* **Exercise**: Carry on the Fronius inverter email below from its last sentence.

* **Page extract**:
Two quick comments that are not really on topic so will send directly.

Any reason not to use sunspec modbus TCP?  This would be more generic and the 
libraries may reflect the broader use case.

Victron code is open source and they interact a lot with Fronius. (Their 
controller is a raspberry pi like Linux box, but they do use hard tabs in their 
python code)

I have not dived into the nitty gritty yet, but after my system goes in later 
this quarter I plan to write some solar/battery/heating-cooling time of use 
charge aware code.

--=-=--=-=--=-=--=-=--=-=--
Matthew Wakefield
matt...@wakefield.id.au
+61 402 916 018

> On 20 Apr 2018, at 9:33 am, David Crisp <david.cr...@gmail.com> wrote:
> 
> A couple of questions to the more experienced Python developers here.
> 
> I have been working with my Fronius Symo solar inverter to extract data from 
> the onboard API.   It's actually a reasonably simple process of making a web 
> request and then processing the resulting JSON. 
> 
> There is one third party module, pyfronius, that has been written already 
> that sort of performs these requests, but when I look inside the code I find 
> myself asking lots of whys.    There are a couple of things that the author 
> has done that don't seem Pythonic  and I was wondering if somebody could help 
> clear up my thoughts.   
> 
> The two things I have noticed that I want to query 
> 
> 1)  Everything in the __init__.py
> 2)  Using Asynchronous web calls to the API
> 
> Everything in the __init__.py file:
> The functional part of the module consists of a single __init__.py file.

* **Listed entries**:
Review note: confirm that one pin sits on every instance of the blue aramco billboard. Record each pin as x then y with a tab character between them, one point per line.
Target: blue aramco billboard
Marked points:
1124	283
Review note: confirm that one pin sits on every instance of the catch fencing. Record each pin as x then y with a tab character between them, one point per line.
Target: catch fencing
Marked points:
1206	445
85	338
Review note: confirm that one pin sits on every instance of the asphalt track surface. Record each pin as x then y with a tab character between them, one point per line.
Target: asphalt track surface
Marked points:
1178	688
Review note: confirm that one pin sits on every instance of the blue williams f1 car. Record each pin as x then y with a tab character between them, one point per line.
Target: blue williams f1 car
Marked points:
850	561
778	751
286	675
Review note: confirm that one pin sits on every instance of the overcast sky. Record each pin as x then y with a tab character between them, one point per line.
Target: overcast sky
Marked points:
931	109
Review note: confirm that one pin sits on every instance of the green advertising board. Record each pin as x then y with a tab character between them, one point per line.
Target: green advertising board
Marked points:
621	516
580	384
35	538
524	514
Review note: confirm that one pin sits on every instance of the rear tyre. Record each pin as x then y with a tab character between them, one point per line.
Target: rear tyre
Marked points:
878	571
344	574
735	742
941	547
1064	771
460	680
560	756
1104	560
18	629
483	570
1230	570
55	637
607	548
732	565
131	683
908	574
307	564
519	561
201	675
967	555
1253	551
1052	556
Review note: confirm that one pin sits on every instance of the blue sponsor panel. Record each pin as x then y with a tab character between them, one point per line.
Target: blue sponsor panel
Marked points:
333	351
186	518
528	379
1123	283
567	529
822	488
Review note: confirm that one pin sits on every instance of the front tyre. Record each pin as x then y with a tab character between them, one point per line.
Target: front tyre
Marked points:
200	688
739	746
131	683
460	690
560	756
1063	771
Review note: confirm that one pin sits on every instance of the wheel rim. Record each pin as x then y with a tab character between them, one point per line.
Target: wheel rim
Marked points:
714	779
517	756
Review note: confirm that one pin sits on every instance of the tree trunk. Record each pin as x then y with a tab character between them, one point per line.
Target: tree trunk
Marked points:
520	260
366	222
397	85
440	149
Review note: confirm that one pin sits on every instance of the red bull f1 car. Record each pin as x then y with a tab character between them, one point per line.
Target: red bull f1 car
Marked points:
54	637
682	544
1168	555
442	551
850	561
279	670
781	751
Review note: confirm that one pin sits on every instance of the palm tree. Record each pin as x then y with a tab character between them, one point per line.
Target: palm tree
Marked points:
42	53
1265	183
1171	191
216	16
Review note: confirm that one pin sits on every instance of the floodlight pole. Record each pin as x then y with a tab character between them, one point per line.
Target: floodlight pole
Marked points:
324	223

* **Output**:
> All the code is in this file.  My understanding of the usage of this file is 
> to provide a layout of the actual code files and perform global imports etc.  
> The __init__.py references online never talk about putting actual code in 
> there.   Putting code in the file doesn't seem to be the right thing to do.   
>    I have seen this a couple of times with more obscure modules and my 
> uninformed gut instinct is to say that the developer didnt quite know what 
> they were doing.  
> 
> Using Asynchronous web calls to the API:
> The developer has used the asyncio module to perform the web queries and has 
> used a lot of @asyncio.coroutine functions throughout the code.   
> This doesn't seem... right for a module that simply goes to the web server 
> and says "gime what you got... hmm.. yup.. thanks" 
> This one is a little more along the lines of "developer choice"  I think the 
> method chosen overly complicates the design of the module. 
> It seems something like requests could have been a better choice of module to 
> use. 
> 
> Now,  I'm not trying to point fingers at the original developer.  There may 
> be perfectly logical and sensible and Pythonic reasons for doing what they 
> have done.    I'm hoping a more experienced developer can hypothesis. 
> 
> I am writing my own module to talk to the inverter.  Originally it was based 
> on pyfronius but I have found myself completely reworking the methods to try 
> and add exception handling and layout the code in a slightly better layout.   
>  
> 
> I would be interested to know other peoples comments about the style..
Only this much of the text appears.